= PROBLEM DETAILS =
Reproduce the listing below, replacing every occurrence of "point localization" with "keypoint detection" and leaving everything else unchanged.

= DATA FOR THE TASK =
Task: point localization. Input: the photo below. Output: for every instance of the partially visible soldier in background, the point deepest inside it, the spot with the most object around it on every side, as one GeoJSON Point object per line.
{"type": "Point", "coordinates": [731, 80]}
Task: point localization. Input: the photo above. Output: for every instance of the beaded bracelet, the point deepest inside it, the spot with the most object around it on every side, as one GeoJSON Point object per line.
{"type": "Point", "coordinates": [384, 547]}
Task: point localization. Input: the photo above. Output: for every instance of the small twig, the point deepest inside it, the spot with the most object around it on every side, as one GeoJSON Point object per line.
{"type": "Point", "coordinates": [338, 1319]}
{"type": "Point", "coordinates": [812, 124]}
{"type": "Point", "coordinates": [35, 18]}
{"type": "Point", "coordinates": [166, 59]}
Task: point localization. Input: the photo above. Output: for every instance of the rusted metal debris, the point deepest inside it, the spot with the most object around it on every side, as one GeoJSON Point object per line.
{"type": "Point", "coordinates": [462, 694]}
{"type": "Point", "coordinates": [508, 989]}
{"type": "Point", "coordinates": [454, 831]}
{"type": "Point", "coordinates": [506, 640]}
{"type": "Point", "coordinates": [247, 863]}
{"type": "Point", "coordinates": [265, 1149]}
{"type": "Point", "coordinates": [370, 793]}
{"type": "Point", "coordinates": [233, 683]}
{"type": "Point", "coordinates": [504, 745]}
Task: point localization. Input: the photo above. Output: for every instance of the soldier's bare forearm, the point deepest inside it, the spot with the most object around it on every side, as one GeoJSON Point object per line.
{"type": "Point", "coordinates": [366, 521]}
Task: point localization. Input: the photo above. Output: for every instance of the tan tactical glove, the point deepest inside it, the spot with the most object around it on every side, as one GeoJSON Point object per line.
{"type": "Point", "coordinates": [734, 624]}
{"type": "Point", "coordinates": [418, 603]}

= TASK RESPONSE =
Task: keypoint detection. Input: the photo below. Output: for every instance of the partially visible soldier in background, the point deepest inside it, the spot with the most object around it on every side, as one GeoJSON Point object per line.
{"type": "Point", "coordinates": [731, 80]}
Task: keypoint detection. Input: the photo above. Output: for every instance of the beaded bracelet, the point deepest inside it, the spot with the most object around it on every side, as one GeoJSON Point object per line.
{"type": "Point", "coordinates": [384, 547]}
Task: keypoint detection. Input: the photo above. Output: for every instance of the small twig, the point deepest inside it, the spot with the most object around it on every side, as one GeoJSON Point object per line.
{"type": "Point", "coordinates": [338, 1319]}
{"type": "Point", "coordinates": [812, 124]}
{"type": "Point", "coordinates": [35, 18]}
{"type": "Point", "coordinates": [166, 59]}
Task: keypoint detection. Input: the photo above. Output: for every instance of the rusted metal debris, the point deepest inside it, the spot with the most object around it on every side, as one GeoJSON Point object per line.
{"type": "Point", "coordinates": [462, 694]}
{"type": "Point", "coordinates": [508, 989]}
{"type": "Point", "coordinates": [454, 831]}
{"type": "Point", "coordinates": [506, 640]}
{"type": "Point", "coordinates": [247, 863]}
{"type": "Point", "coordinates": [265, 1149]}
{"type": "Point", "coordinates": [370, 793]}
{"type": "Point", "coordinates": [233, 683]}
{"type": "Point", "coordinates": [504, 745]}
Task: keypoint detection. Input: the photo above. Output: for every instance of the soldier's bare forearm, the point deepest inside it, the spot with the most object around it on every side, as one GeoJSON Point object per line.
{"type": "Point", "coordinates": [366, 521]}
Task: keypoint detection. Input: the photo above. Output: for every instance of the tan tactical glove, the point deepest inside it, the spot with the most object around it on every side, as one GeoJSON Point object per line.
{"type": "Point", "coordinates": [734, 624]}
{"type": "Point", "coordinates": [418, 603]}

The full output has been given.